§ MATERIAL FOR THIS TASK:
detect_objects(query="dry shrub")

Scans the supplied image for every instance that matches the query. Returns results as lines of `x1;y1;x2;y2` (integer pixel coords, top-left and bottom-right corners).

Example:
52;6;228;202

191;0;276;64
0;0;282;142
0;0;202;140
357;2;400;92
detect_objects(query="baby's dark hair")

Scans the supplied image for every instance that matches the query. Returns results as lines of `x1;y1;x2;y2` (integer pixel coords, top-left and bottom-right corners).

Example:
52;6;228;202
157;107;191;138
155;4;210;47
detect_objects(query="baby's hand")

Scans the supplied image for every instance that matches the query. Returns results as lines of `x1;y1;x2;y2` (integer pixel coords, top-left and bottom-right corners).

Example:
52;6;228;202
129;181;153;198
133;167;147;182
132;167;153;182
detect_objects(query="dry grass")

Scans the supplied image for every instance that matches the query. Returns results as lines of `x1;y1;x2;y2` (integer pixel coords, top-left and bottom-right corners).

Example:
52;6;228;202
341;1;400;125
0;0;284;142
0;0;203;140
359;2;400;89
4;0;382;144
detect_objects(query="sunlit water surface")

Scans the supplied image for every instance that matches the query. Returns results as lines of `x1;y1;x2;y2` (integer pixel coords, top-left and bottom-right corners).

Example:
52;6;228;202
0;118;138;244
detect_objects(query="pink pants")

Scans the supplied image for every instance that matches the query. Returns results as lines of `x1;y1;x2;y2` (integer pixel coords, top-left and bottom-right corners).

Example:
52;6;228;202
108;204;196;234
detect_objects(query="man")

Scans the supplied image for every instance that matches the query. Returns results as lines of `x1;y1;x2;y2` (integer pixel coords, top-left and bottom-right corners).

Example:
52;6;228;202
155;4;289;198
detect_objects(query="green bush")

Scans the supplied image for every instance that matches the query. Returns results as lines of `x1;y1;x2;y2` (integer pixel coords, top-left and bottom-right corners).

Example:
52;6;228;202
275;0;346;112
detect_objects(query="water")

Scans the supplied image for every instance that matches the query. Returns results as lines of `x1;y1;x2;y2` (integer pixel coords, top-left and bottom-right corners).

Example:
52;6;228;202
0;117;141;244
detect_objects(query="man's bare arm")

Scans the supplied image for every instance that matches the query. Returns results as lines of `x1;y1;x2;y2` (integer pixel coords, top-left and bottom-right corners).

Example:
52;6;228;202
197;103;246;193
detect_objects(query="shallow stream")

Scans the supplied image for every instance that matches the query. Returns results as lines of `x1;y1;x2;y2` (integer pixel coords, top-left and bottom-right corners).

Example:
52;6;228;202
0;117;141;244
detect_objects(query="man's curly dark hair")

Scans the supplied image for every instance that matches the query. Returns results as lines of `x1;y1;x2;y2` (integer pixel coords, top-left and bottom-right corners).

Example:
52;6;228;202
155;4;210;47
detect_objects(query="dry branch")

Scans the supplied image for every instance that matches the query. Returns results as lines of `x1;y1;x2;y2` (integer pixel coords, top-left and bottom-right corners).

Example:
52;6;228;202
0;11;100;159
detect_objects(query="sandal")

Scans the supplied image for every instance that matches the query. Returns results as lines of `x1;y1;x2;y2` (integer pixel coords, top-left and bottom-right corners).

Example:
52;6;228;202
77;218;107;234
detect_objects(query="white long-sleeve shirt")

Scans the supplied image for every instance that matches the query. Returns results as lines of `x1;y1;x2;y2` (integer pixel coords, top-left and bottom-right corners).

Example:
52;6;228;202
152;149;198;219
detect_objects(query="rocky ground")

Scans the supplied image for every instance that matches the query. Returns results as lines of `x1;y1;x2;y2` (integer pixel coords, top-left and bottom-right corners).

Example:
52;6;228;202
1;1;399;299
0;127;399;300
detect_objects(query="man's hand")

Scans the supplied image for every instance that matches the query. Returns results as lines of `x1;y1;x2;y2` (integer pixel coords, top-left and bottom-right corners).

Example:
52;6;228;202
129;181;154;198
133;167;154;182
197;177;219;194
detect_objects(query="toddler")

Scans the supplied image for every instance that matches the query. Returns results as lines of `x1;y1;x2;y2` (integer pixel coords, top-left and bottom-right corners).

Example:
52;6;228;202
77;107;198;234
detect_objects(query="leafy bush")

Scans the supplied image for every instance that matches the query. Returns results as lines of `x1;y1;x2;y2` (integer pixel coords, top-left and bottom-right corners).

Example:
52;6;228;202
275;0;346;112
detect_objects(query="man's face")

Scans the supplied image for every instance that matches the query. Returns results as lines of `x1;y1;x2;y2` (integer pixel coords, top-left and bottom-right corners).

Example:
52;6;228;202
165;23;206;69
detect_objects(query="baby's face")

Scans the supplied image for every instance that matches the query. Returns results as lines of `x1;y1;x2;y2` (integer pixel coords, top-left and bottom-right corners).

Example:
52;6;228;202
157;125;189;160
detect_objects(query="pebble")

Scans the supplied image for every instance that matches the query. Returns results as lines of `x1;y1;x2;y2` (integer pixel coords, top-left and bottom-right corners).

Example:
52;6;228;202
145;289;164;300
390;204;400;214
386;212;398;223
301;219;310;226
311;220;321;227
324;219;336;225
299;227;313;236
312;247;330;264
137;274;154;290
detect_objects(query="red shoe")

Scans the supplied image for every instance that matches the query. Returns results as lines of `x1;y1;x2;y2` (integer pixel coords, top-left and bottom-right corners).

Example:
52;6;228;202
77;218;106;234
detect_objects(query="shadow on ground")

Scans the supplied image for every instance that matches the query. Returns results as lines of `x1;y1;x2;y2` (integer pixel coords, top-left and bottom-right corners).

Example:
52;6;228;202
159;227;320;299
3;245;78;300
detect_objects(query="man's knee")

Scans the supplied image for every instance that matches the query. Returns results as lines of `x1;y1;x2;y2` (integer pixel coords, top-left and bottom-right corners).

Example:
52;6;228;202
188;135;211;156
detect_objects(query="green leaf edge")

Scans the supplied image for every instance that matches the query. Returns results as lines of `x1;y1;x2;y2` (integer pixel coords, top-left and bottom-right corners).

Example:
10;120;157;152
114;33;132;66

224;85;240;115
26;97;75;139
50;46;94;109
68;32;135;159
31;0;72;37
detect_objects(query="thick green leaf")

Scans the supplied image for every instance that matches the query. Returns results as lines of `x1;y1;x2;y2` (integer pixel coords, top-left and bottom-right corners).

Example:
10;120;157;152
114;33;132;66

§ WHAT TO WORK ON: Output all of the records exactly, with nothing omitted.

§ FINISHED EXERCISE:
detect_objects(query="dry shrub")

Scans the supplied image for every instance that matches the query. Returns results as lines of `x1;y1;x2;y2` (integer pixel coords, top-left and bottom-right corners).

Example:
52;6;228;202

191;0;276;64
0;0;282;142
0;0;202;140
357;2;400;92
detect_objects(query="baby's dark hair")

Scans the supplied image for every instance that matches the query. Returns results as lines of `x1;y1;x2;y2` (integer pixel coords, top-left and bottom-right corners).

Example:
52;6;228;202
157;107;191;138
155;4;210;47
detect_objects(query="baby's hand")

Scans the supplied image for every instance that matches the query. Returns results as lines of `x1;y1;x2;y2` (integer pixel coords, top-left and bottom-right corners).

Example:
52;6;228;202
129;181;153;198
133;167;147;182
132;167;153;182
detect_objects(query="dry grass")

Scans the supplied image for every instance that matches the query. Returns results as lines of `x1;y1;x2;y2` (integer pixel coords, top-left and bottom-right corners).

Example:
52;6;228;202
341;1;400;125
0;0;284;142
0;0;203;140
359;2;400;89
4;0;382;144
detect_objects(query="sunlit water surface")

Scans the supplied image for every instance that matches the query. Returns results as lines of `x1;y1;x2;y2` (integer pixel coords, top-left and bottom-right corners).

Example:
52;6;228;202
0;118;138;244
detect_objects(query="pink pants")

Scans the supplied image for every instance that matches the query. Returns results as lines of `x1;y1;x2;y2` (integer pixel coords, top-left and bottom-right corners).

Example:
52;6;228;202
108;204;196;234
detect_objects(query="man")

Scans the supplied image for every instance that matches the query. Returns results as lines of `x1;y1;x2;y2` (integer pixel coords, top-left and bottom-right corners).

Example:
52;6;228;202
155;4;289;198
detect_objects(query="green bush")

Scans the supplied image for every instance that matches the query. Returns results as lines of `x1;y1;x2;y2` (integer pixel coords, top-left and bottom-right corners).

Example:
52;6;228;202
275;0;346;112
detect_objects(query="water")

Scans the supplied image for every instance that matches the query. Returns results as lines of `x1;y1;x2;y2` (integer pixel coords, top-left and bottom-right corners).

Example:
52;6;228;202
0;117;141;244
detect_objects(query="man's bare arm")

Scans the supplied image for every instance that matches the query. Returns results as lines of `x1;y1;x2;y2` (integer pixel coords, top-left and bottom-right corners).

Example:
52;6;228;202
197;103;246;193
detect_objects(query="shallow stream")

Scans the supplied image for every instance that matches the query. Returns results as lines of `x1;y1;x2;y2` (integer pixel coords, top-left and bottom-right corners).

Example:
52;6;228;202
0;117;141;244
detect_objects(query="man's curly dark hair")

Scans the supplied image for every instance that matches the query. Returns results as lines of `x1;y1;x2;y2` (integer pixel coords, top-left and bottom-right corners).

Example:
52;6;228;202
155;4;210;47
detect_objects(query="dry branch")

Scans the supplied image for every instance that matches the query. Returns results as lines of `x1;y1;x2;y2` (integer pixel coords, top-left and bottom-right corners).

Example:
52;6;228;202
0;11;100;159
detect_objects(query="sandal")

Scans the supplied image for every instance that matches the query. Returns results as lines of `x1;y1;x2;y2` (integer pixel coords, top-left and bottom-right corners).

Example:
52;6;228;202
77;218;107;234
detect_objects(query="white long-sleeve shirt")

Scans the supplied image for every instance that matches the query. Returns results as lines of `x1;y1;x2;y2` (integer pixel coords, top-left and bottom-right corners).

Example:
52;6;228;202
152;149;198;219
detect_objects(query="rocky ground")

Scans the supplied image for every instance that matches the query. Returns results as lines of `x1;y1;x2;y2` (integer pixel coords, top-left and bottom-right corners).

Example:
52;6;228;202
1;1;399;299
0;127;399;300
detect_objects(query="man's hand")

Scans the supplied image for every instance that matches the query. Returns results as lines of `x1;y1;x2;y2` (integer pixel coords, top-left and bottom-right corners).

Example:
52;6;228;202
129;181;154;198
133;167;154;182
197;177;219;194
detect_objects(query="toddler")

Scans the supplied image for every instance that matches the query. Returns results as lines of `x1;y1;x2;y2` (integer pixel coords, top-left and bottom-right corners).

Example:
52;6;228;202
77;107;198;234
detect_objects(query="leafy bush")

Scans the supplied image for every instance that matches the query. Returns results as lines of `x1;y1;x2;y2` (integer pixel coords, top-left and bottom-right corners).

Example:
52;6;228;202
275;0;346;112
detect_objects(query="man's face")

Scans the supplied image for every instance that matches the query. Returns results as lines of `x1;y1;x2;y2` (integer pixel coords, top-left and bottom-right corners).

Example:
52;6;228;202
165;23;206;69
detect_objects(query="baby's face")

Scans the supplied image for every instance that matches the query. Returns results as lines of `x1;y1;x2;y2` (integer pixel coords, top-left and bottom-right corners).

Example:
52;6;228;202
157;125;189;160
detect_objects(query="pebble")

Scans the supplied image for every instance that matches the query. Returns results as lines of `x1;y1;x2;y2` (integer pixel coords, top-left and bottom-right corners).

Example:
52;6;228;202
145;289;164;300
390;204;400;214
386;212;398;223
301;219;310;226
311;220;321;227
324;219;336;225
299;227;313;236
312;247;330;264
137;274;154;290
detect_objects(query="red shoe")

Scans the supplied image for every instance that matches the query. Returns results as lines of `x1;y1;x2;y2` (integer pixel coords, top-left and bottom-right corners).

Example:
52;6;228;202
77;218;106;234
detect_objects(query="shadow on ground")

Scans the supplied image for every instance that matches the query. Returns results as lines of `x1;y1;x2;y2` (integer pixel coords, top-left and bottom-right corners).

Example:
52;6;228;202
159;227;320;299
3;245;78;300
detect_objects(query="man's knee")

Scans the supplied image for every instance that matches the query. Returns results as lines of `x1;y1;x2;y2` (integer pixel coords, top-left and bottom-right corners).

Example:
52;6;228;202
188;135;211;156
detect_objects(query="green leaf edge")

Scans the supplied image for every instance that matches the query. Returns results as lines of `x1;y1;x2;y2` (integer pixel coords, top-left and bottom-right corners).

Example:
10;120;157;152
114;33;132;66

224;85;240;115
26;97;75;139
50;46;94;109
68;32;135;159
31;0;72;37
detect_objects(query="thick green leaf")

Scans the supplied image for every instance that matches the query. Returns results as lines of `x1;y1;x2;y2` (integer pixel coords, top-left and bottom-right corners).

Example:
10;120;157;152
114;33;132;66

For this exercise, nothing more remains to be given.